*Извлечённый текст*
★ ★ ★

Уйти от своих «европейских» видений — гомеровской «Илиады», императорского Рима, французского театра, от эллинизма — он просто не сможет: это, и прежде всего Рим, останется частью его самого, островком свободы в 30-е годы. Но возникла (и пересеклась с тоской по мировой культуре) и тоска по России, по глубинным слоям ее православной культуры, по Батюшкову и Державину, Лермонтову, даже по «Слову о полку Игореве» («Как Слово о Полку струна моя туга»). Многие «непредсказуемые», на первый взгляд, поступки, решения поэта, обычно объясняемые как-то бегло, поверхностно, будут иметь «тайник движенья непочатый» в его русском, христианском отношении к миссии поэта, пророка, подвижника, святого.

Правда, эти две «тоски» — «тоска по мировой культуре» и тоска по сокровенной России, по русскому Слову — будут причудливо смешиваться, переплетаться, порождать уникальнейший художественный мир и неповторимое жертвенное самосознание Мандельштама, когда «у чужих людей мне плохо спится / И своя-то жизнь мне не близка».

Откуда могло прийти к нему высочайшее уважение к Сергею Есенину, о котором он, не стесняясь, заявлял и после «Злых заметок» Н. И. Бухарина, антиесенинского пасквиля 1927 года, этой очередной казни поэта? Мандельштам отыщет в есенинском наследии строку:

«Есть прекрасный русский стих, который я не устану твердить в московские псиные ночи, от которого как наваждение рассыпается рогатая вечность. Угадайте, друзья, этот стих: он полозьями пишет по снегу, он ключом верещит в замке, он морозом стреляет в комнату:

…Не расстреливал несчастных по темницам.

Вот символ веры, вот поэтический канон настоящего писателя — смертельного врага литературы» (курсив мой. — В. Ч.).

Как родился совершенно не представимый в среде свирепых расстрельщиков 20-х годов и их комсомольских бардов из коммуно-чекистского салона Л. Ю. Брик импульсивный поступок хрупкого Мандельштама в вельможной квартире вождей Каменевых в годы террора? Он услышал, как подвыпивший чекист Я. Блюмкин, до этого в 1918 году убивший германского посла Мирбаха, спасенный и пригретый самим Троцким, расхвастался охапкой ордеров на арест (и расстрел), ордеров, уже подписанных Дзержинским, снабженных печатью:

«И Мандельштам, который перед машиной дантиста дрожит, как перед гильотиной, вдруг вскакивает, подбегает к Блюмкину, выхватывает ордера, рвет их на куски.

★ ★ ★

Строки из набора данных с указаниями

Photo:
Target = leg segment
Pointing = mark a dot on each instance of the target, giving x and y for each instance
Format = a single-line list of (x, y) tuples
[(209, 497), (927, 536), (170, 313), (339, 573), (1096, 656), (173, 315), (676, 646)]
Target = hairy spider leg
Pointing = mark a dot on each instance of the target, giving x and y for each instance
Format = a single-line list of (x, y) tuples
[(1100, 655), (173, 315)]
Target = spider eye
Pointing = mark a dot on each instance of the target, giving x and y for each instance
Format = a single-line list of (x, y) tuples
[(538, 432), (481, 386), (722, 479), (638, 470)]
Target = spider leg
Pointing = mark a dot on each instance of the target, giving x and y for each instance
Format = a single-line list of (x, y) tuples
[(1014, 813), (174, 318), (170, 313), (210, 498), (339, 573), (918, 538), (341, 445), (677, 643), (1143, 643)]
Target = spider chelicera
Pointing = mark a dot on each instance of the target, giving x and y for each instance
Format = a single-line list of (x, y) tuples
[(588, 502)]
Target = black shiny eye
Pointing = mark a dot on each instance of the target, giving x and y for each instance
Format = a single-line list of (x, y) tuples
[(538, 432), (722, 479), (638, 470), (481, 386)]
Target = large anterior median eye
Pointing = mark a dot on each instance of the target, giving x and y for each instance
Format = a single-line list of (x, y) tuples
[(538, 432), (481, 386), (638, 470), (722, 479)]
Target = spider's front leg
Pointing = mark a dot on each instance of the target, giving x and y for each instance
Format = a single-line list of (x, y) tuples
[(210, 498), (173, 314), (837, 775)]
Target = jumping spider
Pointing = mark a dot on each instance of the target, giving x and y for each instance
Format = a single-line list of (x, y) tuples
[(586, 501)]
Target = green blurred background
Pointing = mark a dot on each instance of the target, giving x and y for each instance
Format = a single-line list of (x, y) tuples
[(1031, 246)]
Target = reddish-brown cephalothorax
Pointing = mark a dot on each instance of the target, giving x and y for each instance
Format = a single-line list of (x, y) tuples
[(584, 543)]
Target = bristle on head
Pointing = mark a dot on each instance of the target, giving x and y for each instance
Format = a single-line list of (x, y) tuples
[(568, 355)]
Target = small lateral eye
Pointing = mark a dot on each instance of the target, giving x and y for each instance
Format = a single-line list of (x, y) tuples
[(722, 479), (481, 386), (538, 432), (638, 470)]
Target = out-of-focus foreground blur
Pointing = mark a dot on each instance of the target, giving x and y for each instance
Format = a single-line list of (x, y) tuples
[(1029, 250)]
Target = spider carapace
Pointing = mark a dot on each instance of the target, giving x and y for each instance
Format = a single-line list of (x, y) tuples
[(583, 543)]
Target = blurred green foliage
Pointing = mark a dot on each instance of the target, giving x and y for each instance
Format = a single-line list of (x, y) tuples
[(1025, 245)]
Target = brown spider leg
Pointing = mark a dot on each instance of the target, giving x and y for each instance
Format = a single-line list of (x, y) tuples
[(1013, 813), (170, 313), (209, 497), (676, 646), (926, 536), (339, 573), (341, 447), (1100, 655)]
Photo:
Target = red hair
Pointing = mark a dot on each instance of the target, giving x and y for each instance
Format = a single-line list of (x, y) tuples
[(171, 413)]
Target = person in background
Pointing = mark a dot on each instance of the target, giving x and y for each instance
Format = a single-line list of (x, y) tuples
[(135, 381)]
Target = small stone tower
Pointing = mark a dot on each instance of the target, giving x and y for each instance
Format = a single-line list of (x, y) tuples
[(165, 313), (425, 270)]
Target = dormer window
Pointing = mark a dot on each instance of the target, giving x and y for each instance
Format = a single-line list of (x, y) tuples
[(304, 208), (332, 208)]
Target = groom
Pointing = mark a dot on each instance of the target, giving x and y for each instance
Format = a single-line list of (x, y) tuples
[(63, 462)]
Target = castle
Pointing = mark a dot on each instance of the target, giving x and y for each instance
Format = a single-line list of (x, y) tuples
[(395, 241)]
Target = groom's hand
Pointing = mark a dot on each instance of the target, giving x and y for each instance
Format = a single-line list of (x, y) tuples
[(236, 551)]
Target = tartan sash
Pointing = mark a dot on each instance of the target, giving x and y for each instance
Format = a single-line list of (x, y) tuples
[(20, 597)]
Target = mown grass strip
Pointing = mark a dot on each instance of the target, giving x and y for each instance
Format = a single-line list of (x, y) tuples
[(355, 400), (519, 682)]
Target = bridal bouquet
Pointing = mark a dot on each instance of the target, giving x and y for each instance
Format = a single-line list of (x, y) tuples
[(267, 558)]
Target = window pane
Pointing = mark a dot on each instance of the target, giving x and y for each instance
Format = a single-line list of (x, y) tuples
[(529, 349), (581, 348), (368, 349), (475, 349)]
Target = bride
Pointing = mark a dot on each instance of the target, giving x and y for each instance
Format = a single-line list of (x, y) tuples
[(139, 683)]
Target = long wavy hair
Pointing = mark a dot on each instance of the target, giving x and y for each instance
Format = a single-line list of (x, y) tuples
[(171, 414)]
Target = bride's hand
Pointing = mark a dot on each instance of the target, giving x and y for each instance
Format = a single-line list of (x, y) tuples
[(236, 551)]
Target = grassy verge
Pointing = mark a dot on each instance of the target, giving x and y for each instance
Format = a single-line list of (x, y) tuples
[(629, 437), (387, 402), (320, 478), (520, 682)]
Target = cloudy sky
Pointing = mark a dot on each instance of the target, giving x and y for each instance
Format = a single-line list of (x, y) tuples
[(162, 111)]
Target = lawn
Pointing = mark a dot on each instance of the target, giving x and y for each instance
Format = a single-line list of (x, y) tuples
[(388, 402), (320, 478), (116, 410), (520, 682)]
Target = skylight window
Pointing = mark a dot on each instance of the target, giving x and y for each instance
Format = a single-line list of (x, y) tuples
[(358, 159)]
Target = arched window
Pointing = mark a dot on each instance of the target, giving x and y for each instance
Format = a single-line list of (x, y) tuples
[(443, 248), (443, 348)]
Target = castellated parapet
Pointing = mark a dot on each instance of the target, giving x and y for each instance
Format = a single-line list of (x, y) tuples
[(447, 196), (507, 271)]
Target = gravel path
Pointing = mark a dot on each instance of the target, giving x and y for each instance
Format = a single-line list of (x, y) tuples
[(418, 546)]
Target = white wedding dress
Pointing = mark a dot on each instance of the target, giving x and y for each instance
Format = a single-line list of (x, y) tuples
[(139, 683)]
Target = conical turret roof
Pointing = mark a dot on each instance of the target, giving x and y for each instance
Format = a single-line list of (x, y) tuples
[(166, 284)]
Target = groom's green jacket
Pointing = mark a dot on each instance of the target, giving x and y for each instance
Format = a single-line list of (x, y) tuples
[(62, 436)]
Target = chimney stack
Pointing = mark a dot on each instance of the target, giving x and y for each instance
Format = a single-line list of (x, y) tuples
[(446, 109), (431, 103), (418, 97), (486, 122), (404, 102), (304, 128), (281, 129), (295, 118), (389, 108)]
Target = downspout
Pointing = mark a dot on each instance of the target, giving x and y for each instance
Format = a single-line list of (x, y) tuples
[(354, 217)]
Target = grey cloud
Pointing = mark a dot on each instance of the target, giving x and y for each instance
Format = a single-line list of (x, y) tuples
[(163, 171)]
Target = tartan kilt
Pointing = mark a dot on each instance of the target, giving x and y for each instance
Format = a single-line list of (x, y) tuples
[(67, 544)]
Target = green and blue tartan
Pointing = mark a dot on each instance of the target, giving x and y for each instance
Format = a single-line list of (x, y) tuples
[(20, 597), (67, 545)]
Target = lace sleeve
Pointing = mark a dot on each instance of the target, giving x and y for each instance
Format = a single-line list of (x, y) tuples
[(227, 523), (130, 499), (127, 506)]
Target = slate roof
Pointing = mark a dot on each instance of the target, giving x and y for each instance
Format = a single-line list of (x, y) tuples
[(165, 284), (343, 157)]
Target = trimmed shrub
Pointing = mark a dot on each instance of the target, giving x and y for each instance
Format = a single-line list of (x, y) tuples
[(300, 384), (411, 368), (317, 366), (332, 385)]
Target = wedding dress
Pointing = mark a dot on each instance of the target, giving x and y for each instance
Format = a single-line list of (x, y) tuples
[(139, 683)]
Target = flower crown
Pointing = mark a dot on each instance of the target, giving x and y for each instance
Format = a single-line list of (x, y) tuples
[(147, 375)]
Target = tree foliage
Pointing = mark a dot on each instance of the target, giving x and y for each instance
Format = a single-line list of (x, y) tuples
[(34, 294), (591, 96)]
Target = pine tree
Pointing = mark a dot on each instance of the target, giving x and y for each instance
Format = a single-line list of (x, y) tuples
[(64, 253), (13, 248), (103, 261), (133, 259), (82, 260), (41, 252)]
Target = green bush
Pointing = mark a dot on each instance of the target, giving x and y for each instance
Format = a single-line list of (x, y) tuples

★ ★ ★

*Задания к упражнению*
#1 В каком году, согласно тексту о Мандельштаме, появились «Злые заметки» Н. И. Бухарина?
#2 Соответствуют ли тексту о Мандельштаме следующие утверждения? (a) «Злые заметки» были направлены против Есенина. (b) Ордера, которыми хвастался Блюмкин, подписал Троцкий. (c) Строку, которую Мандельштам не уставал твердить, он нашёл у Лермонтова.
#3 Напишите продолжение текста о Мандельштаме, начиная после его последнего предложения.

*Ответы по заданиям*
#1 В 1927 году.

#2
(a) Да: «после «Злых заметок» Н. И. Бухарина, антиесенинского пасквиля 1927 года».
(b) Нет: «ордеров, уже подписанных Дзержинским, снабженных печатью».
(c) Нет: «Мандельштам отыщет в есенинском наследии строку».

#3
Потом, пока еще ни Блюмкин, никто не успел опомниться — опрометью выбегает из комнаты, катится по лестнице и дальше и дальше, без шапки, без пальто, по ночным московским улицам, по снегу, по рельсам, с одной лишь мыслью: погиб, погиб» (Г. В. Иванов. «Петербургские зимы». 1928).

Во всех этих эпизодах импровизации судьбы, часто стихийных, непредумышленных, присутствует все тот же «тайник движенья непочатый»: усвоенное в юности представление о трагической миссии русского поэта, о том, что поэт — «волна, а океан Россия» (Я. Полонский).

В конце XX века возникла, правда, и иная смотровая позиция, нравственная площадка для диалогов с Россией: «ниоткуда с любовью». Так определил в названии книги эту позицию — для себя, конечно, не для всех! — Иосиф Бродский. Обращаться к России «ниоткуда с любовью» — не будем судить эту мучительную позицию Иосифа Бродского! — Мандельштам не мог, не умел. Ведь если ты вещаешь о чем-то «ниоткуда», то и послание твое… придет в «никуда», во всяком случае не в Россию. При таком «ниоткуда» не скажешь, как сказал Мандельштам в 1934 году после написания известной «Эпиграммы» («Мы живем, под собою не чуя страны»): «Я к смерти готов» (Из воспоминаний А. Ахматовой).

Центральное звено всей импровизации судьбы, приближения Мандельштама к идеальному образу поэта-подвижника и его крестного страдальческого пути, — конечно, поэтические исповеди 1917–1918 гг. Ни единой мысли о бегстве из России, о том, чтобы искать особой судьбы, отдельной от России — при полном понимании, что «темен жребий русского поэта»:


Кто знает, может быть, не хватит мне свечи.
И среди бела дня останусь я в ночи.
И, зернами дыша рассыпанного мака,
На голову мою надену митру мрака.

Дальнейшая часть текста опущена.